[Given text]
______

The surge is still surging. Wednesday saw 78,981 new cases which brought the 7-day average up to 74,340. That average has increased by about 14,000 over the last week. If that rate of increase continues, it will be over 80,000 sometime this weekend. Based on the usual weekly cycle, Thursday, Friday and Saturday will each almost certainly be above 80,000 and at least one of those days may approach 100,000. Also, sometime this weekend we will likely cross the 9 million cumulative cases mark.
Here’s the graph.
Deaths have risen somewhat, but don’t yet seem to be accelerating in the way that cases are. This isn’t unexpected as it mirrors the pattern of rising cases early in the month. I would expect them to begin accelerating in another week or so. I don’t really have a guess about how high they will rise. On the one hand, we’ve gotten a lot better at treating the disease. On the other hand many of the hard hit areas lack the medical infrastructure that was available to the hotspots of the first two surges.
Of course, much depends on just how high the cases rise. I don’t expect to see much effort to reduce infection rates prior to the election. If states were to take action immediately after, we might see some effect by Thanksgiving on the 26. However, if the election results are delayed or contested, as seems likely, state action might be further delayed. My bet is that Thanksgiving will happen with case numbers at or near record levels. That, of course, would not bode well for December if a substantial portion of people have holiday gatherings as usual.
To get a sense of the breadth of this surge, here is a list of states ordered by their current 7-day case average.
27 states have a 7-day case average above 1000. At the height of the summer surge, on July 22nd, only 14 states were above 1000. Back then, the 3 top states were at around 10,000 cases per day each, so the cases were more geographically concentrated than they are now. As a result, actions to reduce infections in a few states had a large impact on the national numbers. We don’t have that advantage this time. Instead, we’ll need to see significant action across a wide range of states, something there seems to be little appetite for in the current moment.
In sum, things look pretty gloomy. A lot depends on how the election turns out and how politicians react to it. If they, and we, can put politics behind and focus on working together, there is a lot that might yet be done to contain the virus. If they, or we, decide that the results legitimize a do-nothing approach, the numbers could rise very high indeed. Cross your fingers and hope for the best. But also, wear your mask, socially distance, avoid crowds – especially indoors, and wash your hands.

______

[Data entries]
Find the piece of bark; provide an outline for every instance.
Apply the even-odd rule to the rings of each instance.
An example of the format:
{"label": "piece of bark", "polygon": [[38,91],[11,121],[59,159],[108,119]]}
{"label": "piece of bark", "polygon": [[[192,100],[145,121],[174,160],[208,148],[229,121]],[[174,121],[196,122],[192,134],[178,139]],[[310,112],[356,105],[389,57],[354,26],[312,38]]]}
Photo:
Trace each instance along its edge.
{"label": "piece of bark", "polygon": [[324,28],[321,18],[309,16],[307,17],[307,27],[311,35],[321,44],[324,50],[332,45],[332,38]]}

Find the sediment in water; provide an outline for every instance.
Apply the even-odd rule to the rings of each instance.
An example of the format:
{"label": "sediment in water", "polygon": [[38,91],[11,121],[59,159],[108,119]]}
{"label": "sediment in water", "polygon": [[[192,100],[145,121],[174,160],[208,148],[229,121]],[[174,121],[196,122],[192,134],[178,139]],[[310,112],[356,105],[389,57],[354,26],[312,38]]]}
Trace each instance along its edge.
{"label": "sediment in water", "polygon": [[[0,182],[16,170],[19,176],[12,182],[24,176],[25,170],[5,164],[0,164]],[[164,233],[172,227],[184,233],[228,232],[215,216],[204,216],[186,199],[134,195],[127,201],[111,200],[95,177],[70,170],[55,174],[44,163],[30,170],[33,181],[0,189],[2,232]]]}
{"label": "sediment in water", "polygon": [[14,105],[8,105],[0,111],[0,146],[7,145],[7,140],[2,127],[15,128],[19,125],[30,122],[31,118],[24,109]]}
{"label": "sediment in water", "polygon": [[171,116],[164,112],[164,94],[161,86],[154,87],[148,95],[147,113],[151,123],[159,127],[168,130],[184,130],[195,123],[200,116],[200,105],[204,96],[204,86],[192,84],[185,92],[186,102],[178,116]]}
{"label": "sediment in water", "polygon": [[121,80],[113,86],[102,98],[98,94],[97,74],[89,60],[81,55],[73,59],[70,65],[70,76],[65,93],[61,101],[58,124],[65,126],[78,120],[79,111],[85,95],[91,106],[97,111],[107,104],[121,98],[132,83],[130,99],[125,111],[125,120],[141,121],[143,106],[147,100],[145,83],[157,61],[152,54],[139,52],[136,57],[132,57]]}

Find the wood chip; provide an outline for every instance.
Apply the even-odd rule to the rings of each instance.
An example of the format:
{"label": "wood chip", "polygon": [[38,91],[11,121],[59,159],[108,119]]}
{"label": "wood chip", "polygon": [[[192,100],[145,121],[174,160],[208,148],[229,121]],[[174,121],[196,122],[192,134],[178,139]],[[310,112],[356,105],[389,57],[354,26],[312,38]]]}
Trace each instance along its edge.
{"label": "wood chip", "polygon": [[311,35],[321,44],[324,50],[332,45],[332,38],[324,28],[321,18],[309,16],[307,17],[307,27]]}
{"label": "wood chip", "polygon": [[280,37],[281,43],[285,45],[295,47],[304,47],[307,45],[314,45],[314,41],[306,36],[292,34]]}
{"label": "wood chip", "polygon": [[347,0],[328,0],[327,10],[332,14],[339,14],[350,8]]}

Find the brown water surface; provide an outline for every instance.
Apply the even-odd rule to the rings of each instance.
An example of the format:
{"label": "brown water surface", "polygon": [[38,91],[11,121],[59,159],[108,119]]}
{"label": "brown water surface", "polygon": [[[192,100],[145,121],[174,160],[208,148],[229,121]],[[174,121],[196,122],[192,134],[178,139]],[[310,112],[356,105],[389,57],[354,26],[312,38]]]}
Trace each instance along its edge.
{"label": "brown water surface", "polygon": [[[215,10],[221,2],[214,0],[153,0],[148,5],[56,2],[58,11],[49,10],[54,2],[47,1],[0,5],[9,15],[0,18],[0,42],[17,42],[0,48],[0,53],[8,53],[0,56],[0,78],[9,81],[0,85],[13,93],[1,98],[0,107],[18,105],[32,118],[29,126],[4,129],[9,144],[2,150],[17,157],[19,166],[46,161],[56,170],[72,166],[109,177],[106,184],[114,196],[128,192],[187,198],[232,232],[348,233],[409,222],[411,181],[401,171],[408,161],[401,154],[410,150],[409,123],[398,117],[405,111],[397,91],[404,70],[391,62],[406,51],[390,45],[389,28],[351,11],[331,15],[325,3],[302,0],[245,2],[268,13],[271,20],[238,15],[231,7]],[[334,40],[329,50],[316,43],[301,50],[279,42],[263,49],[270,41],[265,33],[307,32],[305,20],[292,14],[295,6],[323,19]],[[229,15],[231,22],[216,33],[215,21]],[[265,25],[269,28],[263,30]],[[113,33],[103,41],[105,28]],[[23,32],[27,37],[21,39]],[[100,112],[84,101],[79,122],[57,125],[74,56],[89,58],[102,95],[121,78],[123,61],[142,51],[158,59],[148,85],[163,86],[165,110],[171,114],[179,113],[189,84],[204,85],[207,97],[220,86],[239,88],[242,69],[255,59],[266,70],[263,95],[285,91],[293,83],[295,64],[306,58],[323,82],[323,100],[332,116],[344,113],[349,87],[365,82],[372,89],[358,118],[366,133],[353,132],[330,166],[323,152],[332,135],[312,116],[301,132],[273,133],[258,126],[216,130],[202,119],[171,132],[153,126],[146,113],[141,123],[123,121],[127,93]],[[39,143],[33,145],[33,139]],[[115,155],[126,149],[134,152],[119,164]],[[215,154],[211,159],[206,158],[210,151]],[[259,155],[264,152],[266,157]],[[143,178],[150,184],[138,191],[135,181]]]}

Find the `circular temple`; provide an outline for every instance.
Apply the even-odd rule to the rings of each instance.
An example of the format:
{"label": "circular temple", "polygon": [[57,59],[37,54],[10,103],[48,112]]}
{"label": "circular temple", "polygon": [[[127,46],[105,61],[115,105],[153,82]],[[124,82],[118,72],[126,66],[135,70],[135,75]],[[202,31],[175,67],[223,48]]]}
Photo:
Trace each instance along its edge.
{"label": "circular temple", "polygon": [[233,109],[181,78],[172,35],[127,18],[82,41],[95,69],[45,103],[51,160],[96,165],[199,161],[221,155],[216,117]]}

______

[Exercise requirements]
Summarize the text on the case surge in three sentences.

[Expected answer]
Wednesday's 78,981 new cases pushed the 7-day average to 74,340, the 9 million cumulative mark will likely be crossed this weekend, and deaths have risen somewhat but are not yet accelerating. With 27 states now above a 7-day average of 1000, compared with 14 at the height of the summer surge, cases are less geographically concentrated, so significant action across a wide range of states will be needed, and little effort to reduce infection rates is expected before the election. The author bets that Thanksgiving will arrive with case numbers at or near record levels, says a lot depends on the election and how politicians react to it, and urges wearing masks, social distancing, avoiding crowds, and washing hands.